PROBLEM TO WORK ON | Copy the data from the line containing "earring? Indicate one point per instance." through the end, including that line and the request lines, and offset every coordinate in the answers by adding 7 to each number.

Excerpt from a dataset
****

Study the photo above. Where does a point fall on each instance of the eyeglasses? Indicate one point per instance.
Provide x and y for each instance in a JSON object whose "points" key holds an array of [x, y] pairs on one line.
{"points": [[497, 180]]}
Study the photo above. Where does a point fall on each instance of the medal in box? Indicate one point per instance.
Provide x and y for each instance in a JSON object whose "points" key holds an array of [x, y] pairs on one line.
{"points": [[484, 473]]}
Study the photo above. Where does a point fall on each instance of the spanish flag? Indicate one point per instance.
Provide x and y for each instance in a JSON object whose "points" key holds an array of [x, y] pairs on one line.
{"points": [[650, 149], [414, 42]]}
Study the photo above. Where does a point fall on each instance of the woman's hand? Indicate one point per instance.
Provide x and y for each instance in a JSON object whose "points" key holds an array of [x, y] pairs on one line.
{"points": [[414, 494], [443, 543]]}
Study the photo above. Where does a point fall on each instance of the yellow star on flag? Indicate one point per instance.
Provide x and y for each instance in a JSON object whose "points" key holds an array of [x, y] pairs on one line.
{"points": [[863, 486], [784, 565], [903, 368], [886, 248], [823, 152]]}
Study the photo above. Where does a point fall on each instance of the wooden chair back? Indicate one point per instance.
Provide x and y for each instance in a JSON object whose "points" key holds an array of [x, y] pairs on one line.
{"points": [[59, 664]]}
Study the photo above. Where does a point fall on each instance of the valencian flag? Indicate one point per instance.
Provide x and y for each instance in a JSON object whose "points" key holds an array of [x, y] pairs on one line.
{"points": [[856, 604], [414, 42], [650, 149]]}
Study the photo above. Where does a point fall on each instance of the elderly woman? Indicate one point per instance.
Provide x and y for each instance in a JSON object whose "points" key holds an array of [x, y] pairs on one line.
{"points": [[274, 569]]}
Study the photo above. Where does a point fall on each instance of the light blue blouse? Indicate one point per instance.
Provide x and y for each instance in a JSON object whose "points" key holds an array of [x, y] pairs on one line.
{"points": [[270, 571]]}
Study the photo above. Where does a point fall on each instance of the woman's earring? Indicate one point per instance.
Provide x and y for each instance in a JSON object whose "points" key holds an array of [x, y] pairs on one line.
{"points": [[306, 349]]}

****

OUTPUT OF THE TASK |
Study the photo above. Where does a point fall on each instance of the woman's earring? Indicate one point per instance.
Provide x and y for each instance in a JSON object whose "points" key holds an array of [x, y] pairs on one line.
{"points": [[313, 356]]}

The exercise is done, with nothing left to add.